(Extracted records)

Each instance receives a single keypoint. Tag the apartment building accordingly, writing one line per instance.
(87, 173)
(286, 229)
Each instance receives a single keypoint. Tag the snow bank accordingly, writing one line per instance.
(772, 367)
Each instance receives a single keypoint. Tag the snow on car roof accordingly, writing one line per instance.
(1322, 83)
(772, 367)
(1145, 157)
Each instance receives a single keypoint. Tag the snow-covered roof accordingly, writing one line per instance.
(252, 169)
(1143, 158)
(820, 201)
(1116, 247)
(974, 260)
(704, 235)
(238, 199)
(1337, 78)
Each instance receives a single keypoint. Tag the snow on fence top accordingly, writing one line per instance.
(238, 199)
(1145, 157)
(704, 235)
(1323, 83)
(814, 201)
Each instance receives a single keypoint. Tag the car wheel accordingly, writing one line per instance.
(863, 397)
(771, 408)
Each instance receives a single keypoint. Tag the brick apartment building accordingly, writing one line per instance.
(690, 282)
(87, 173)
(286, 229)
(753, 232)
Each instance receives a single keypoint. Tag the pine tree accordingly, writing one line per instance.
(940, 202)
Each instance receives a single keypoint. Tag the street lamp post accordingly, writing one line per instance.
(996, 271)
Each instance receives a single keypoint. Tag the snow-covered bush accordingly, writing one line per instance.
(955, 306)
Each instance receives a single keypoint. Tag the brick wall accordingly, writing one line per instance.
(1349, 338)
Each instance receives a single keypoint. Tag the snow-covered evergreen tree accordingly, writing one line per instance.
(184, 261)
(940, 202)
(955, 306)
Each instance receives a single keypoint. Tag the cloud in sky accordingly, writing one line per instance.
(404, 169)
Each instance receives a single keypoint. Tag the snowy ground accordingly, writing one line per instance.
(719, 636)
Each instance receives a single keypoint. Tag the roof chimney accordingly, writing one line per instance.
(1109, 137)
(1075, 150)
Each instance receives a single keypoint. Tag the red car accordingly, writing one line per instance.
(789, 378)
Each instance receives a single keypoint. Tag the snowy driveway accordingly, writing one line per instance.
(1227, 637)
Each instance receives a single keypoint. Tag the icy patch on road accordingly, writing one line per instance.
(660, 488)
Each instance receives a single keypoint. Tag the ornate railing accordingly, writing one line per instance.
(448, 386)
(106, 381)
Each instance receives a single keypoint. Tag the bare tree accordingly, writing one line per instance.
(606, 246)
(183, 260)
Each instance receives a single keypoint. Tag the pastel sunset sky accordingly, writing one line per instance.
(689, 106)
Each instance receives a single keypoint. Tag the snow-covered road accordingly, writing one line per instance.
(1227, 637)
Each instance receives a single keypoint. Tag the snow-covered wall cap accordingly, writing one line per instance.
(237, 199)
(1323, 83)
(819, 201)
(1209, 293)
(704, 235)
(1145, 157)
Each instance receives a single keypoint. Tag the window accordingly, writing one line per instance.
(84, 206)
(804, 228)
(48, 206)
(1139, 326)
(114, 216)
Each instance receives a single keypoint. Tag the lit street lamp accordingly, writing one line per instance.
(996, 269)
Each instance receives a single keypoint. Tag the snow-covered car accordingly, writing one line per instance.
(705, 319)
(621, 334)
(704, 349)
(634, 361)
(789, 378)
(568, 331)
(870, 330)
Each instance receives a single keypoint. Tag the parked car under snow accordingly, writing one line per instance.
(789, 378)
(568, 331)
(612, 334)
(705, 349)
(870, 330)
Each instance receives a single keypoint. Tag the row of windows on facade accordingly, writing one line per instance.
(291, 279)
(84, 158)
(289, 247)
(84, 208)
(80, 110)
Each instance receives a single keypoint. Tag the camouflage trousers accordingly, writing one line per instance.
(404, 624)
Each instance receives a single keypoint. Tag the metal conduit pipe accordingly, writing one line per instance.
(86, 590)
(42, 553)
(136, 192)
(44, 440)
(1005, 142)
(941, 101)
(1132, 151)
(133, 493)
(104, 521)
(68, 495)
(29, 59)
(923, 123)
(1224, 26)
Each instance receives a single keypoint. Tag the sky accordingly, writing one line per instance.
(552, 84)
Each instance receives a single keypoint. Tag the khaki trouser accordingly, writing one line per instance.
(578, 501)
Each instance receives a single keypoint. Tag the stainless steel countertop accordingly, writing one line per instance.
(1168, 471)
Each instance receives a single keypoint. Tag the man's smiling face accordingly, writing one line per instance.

Assigned task: The line with "Each instance receives a single keypoint. Tag the lit" and all the lines after it in the records above are to be output exactly, with nothing added.

Result of the exercise:
Each instance receives a single keypoint. Tag the lit street lamp accordingly, writing one line per instance.
(996, 269)
Each instance receives a single keypoint. Tag the snow-covered car accordingly, writing one line per instance.
(705, 319)
(621, 334)
(704, 349)
(634, 361)
(789, 378)
(568, 331)
(870, 330)
Each instance receives a single keypoint. Tag the parked car under snow accordingly, writing one line per instance.
(789, 378)
(568, 331)
(612, 334)
(705, 349)
(870, 330)
Each instance receives a single keypoint. Tag the row of windows on facade accordingly, writing one line per instance.
(291, 279)
(84, 158)
(289, 247)
(84, 208)
(80, 110)
Each instance receives a single keypoint. Tag the camouflage trousers accordingly, writing one line per instance.
(404, 624)
Each instance receives a single keypoint. Tag the metal conduit pipe accordingly, writing one line per instance.
(86, 590)
(42, 553)
(136, 192)
(44, 440)
(1005, 142)
(941, 101)
(1132, 151)
(133, 493)
(104, 521)
(68, 495)
(29, 59)
(923, 123)
(1224, 26)
Each instance receives a single keypoint. Tag the sky accordingly, writing one line per instance.
(552, 84)
Each instance receives a single keypoint. Tag the khaki trouser accordingly, writing one line per instance.
(578, 501)
Each instance receives a single keypoint. Tag the stainless steel countertop accordingly, writing one line per instance.
(1168, 471)
Each instance receives a single keypoint. Tag the man's smiling face accordingly, writing one line per instance.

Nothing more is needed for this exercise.